Copy all the lines of the data that include the word "adult".

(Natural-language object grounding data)
────────────────────

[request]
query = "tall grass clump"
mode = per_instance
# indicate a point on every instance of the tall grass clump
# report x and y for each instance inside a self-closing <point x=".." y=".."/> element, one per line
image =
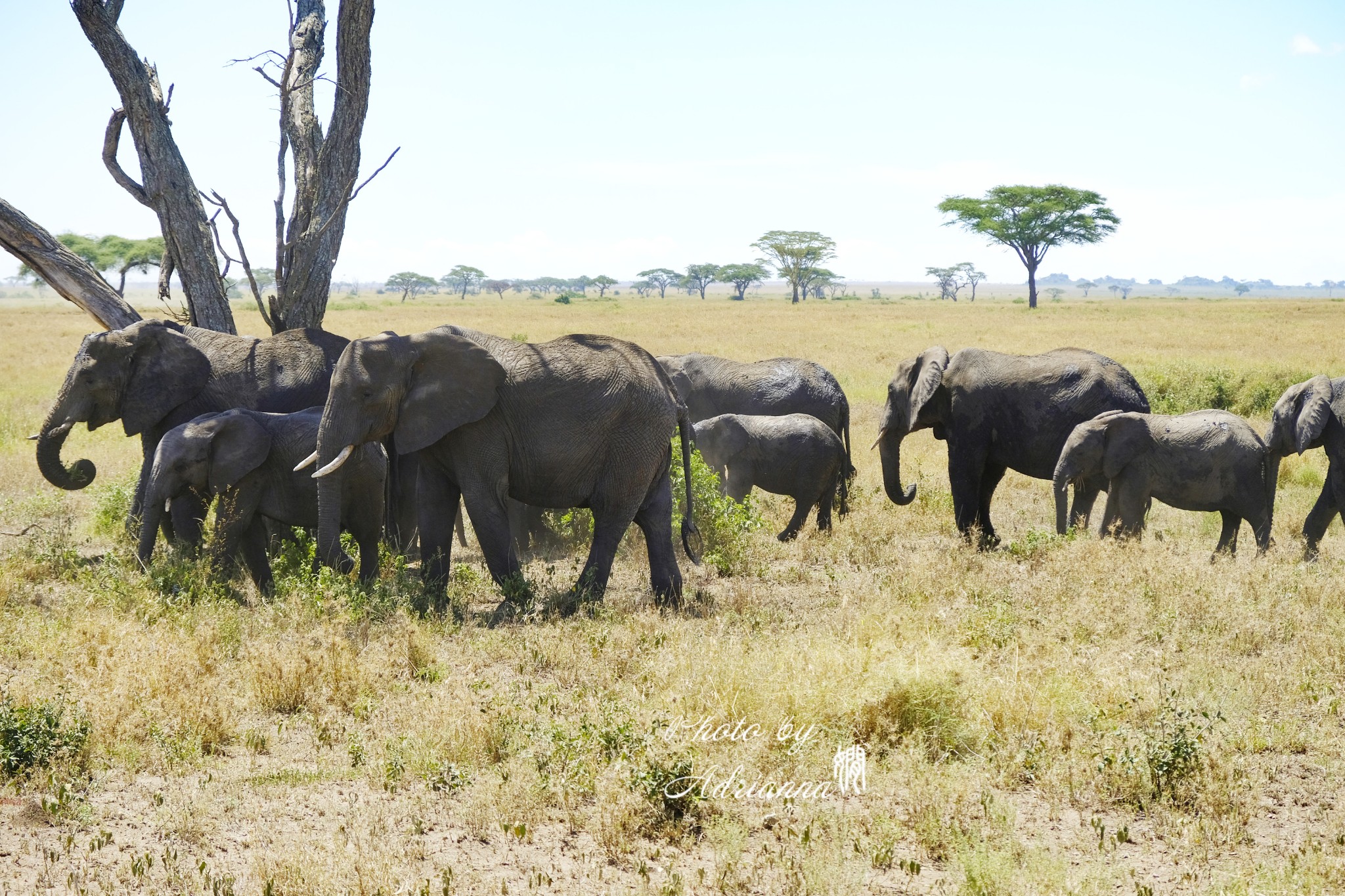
<point x="725" y="526"/>
<point x="1178" y="389"/>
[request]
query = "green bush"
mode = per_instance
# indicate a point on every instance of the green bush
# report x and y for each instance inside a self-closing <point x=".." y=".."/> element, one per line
<point x="725" y="526"/>
<point x="39" y="735"/>
<point x="1181" y="389"/>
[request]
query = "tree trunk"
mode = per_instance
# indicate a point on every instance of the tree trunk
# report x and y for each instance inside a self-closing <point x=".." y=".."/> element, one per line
<point x="62" y="269"/>
<point x="167" y="187"/>
<point x="326" y="165"/>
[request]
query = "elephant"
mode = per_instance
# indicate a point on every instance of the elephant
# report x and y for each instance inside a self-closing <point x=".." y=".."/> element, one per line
<point x="1199" y="461"/>
<point x="1309" y="416"/>
<point x="712" y="386"/>
<point x="156" y="375"/>
<point x="581" y="421"/>
<point x="794" y="454"/>
<point x="246" y="459"/>
<point x="1000" y="413"/>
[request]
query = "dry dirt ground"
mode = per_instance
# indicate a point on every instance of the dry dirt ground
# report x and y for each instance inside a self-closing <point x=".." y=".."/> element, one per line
<point x="1060" y="715"/>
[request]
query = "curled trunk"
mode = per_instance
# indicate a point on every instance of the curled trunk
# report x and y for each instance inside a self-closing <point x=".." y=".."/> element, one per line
<point x="889" y="450"/>
<point x="50" y="442"/>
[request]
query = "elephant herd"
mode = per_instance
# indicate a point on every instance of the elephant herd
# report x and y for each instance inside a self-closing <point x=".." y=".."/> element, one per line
<point x="384" y="437"/>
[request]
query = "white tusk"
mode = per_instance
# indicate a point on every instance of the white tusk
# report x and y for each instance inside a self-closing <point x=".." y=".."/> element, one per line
<point x="335" y="464"/>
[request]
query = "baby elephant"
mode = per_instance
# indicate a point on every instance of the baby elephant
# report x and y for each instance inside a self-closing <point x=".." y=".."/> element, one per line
<point x="1199" y="461"/>
<point x="248" y="459"/>
<point x="794" y="454"/>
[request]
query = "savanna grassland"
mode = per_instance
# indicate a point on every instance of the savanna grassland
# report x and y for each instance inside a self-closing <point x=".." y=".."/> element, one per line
<point x="1057" y="715"/>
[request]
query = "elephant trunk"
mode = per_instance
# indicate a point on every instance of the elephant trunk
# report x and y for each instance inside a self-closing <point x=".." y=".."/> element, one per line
<point x="889" y="450"/>
<point x="50" y="441"/>
<point x="1061" y="488"/>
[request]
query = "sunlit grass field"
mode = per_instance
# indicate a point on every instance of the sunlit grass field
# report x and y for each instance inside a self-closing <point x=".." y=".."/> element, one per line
<point x="1059" y="715"/>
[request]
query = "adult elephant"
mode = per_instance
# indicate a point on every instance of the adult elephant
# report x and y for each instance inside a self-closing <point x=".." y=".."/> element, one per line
<point x="1309" y="416"/>
<point x="1000" y="413"/>
<point x="581" y="421"/>
<point x="712" y="386"/>
<point x="156" y="375"/>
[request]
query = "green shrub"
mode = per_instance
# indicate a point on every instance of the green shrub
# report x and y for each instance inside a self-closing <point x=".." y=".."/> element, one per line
<point x="39" y="735"/>
<point x="1181" y="389"/>
<point x="725" y="526"/>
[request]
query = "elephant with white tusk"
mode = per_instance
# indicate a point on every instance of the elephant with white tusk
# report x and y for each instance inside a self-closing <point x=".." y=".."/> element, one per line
<point x="1000" y="413"/>
<point x="248" y="461"/>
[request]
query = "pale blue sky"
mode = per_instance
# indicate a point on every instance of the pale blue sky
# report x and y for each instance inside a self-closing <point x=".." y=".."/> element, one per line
<point x="572" y="139"/>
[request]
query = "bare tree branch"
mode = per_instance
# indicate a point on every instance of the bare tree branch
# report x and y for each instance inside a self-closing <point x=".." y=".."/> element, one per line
<point x="110" y="140"/>
<point x="65" y="272"/>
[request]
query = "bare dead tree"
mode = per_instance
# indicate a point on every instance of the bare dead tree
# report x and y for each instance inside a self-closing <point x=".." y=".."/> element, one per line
<point x="167" y="186"/>
<point x="62" y="269"/>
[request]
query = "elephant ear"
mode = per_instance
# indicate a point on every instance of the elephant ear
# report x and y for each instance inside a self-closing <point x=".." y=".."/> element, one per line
<point x="454" y="382"/>
<point x="165" y="370"/>
<point x="238" y="446"/>
<point x="1314" y="410"/>
<point x="926" y="379"/>
<point x="1128" y="438"/>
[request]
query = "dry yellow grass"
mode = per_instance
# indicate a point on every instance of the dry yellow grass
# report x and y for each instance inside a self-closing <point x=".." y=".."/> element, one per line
<point x="1033" y="714"/>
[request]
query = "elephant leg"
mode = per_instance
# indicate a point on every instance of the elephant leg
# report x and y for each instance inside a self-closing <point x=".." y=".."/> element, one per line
<point x="1086" y="495"/>
<point x="739" y="482"/>
<point x="829" y="495"/>
<point x="965" y="469"/>
<point x="1132" y="503"/>
<point x="989" y="482"/>
<point x="801" y="516"/>
<point x="1228" y="536"/>
<point x="655" y="522"/>
<point x="436" y="505"/>
<point x="608" y="527"/>
<point x="490" y="522"/>
<point x="1320" y="517"/>
<point x="187" y="513"/>
<point x="254" y="548"/>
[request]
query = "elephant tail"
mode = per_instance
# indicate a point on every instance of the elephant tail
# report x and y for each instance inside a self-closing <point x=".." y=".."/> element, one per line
<point x="848" y="473"/>
<point x="689" y="531"/>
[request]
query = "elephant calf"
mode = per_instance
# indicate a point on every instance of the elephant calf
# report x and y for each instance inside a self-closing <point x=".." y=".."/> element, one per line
<point x="246" y="458"/>
<point x="794" y="454"/>
<point x="1199" y="461"/>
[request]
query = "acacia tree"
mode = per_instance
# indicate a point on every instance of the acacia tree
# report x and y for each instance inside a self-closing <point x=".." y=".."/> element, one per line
<point x="326" y="164"/>
<point x="1032" y="219"/>
<point x="971" y="276"/>
<point x="410" y="284"/>
<point x="948" y="280"/>
<point x="462" y="278"/>
<point x="701" y="276"/>
<point x="743" y="277"/>
<point x="661" y="278"/>
<point x="794" y="254"/>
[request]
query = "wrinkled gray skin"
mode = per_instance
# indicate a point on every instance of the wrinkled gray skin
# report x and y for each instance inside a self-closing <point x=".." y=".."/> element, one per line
<point x="712" y="386"/>
<point x="794" y="454"/>
<point x="246" y="459"/>
<point x="1309" y="416"/>
<point x="1199" y="461"/>
<point x="1000" y="413"/>
<point x="155" y="375"/>
<point x="581" y="421"/>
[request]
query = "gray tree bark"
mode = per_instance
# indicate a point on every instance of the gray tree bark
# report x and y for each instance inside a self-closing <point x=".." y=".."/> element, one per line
<point x="62" y="269"/>
<point x="167" y="184"/>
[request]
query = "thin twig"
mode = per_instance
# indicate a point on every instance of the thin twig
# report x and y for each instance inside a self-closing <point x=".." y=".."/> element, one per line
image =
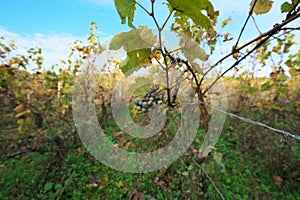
<point x="65" y="186"/>
<point x="271" y="31"/>
<point x="237" y="62"/>
<point x="255" y="24"/>
<point x="140" y="5"/>
<point x="244" y="26"/>
<point x="165" y="23"/>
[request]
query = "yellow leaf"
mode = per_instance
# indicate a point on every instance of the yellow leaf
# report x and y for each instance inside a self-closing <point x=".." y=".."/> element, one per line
<point x="134" y="112"/>
<point x="19" y="108"/>
<point x="22" y="113"/>
<point x="120" y="184"/>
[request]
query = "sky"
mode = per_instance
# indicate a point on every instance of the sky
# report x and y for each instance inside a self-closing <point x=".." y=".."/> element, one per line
<point x="54" y="24"/>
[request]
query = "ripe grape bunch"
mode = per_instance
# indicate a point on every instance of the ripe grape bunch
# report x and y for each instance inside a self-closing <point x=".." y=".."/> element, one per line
<point x="151" y="98"/>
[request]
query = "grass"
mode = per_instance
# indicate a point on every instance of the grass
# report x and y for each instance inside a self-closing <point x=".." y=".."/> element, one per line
<point x="255" y="164"/>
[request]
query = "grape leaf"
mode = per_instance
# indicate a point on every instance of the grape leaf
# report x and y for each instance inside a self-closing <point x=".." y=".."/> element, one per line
<point x="193" y="10"/>
<point x="126" y="10"/>
<point x="135" y="60"/>
<point x="261" y="6"/>
<point x="132" y="40"/>
<point x="286" y="7"/>
<point x="137" y="43"/>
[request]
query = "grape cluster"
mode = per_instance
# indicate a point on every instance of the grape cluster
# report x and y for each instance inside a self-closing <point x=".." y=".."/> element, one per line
<point x="151" y="98"/>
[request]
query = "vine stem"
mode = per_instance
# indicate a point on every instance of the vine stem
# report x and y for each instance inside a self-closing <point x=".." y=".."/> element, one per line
<point x="246" y="22"/>
<point x="271" y="31"/>
<point x="237" y="62"/>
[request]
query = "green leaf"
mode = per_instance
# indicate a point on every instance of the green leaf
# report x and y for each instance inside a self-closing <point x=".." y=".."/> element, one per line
<point x="218" y="157"/>
<point x="286" y="7"/>
<point x="266" y="86"/>
<point x="185" y="173"/>
<point x="132" y="40"/>
<point x="135" y="60"/>
<point x="261" y="6"/>
<point x="193" y="10"/>
<point x="126" y="10"/>
<point x="137" y="43"/>
<point x="283" y="90"/>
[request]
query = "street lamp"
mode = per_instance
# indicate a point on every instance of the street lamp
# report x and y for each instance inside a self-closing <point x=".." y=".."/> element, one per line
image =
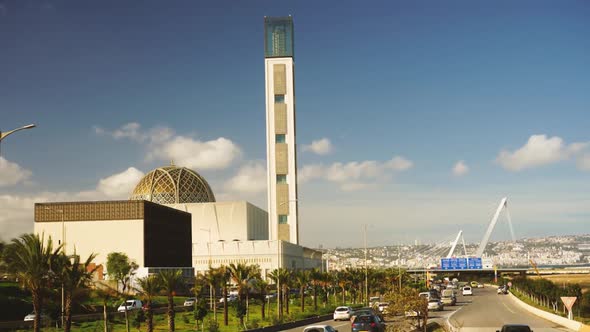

────────────────────

**Worked solution:**
query = "adult elephant"
# indicate a point on every instance of the adult elephant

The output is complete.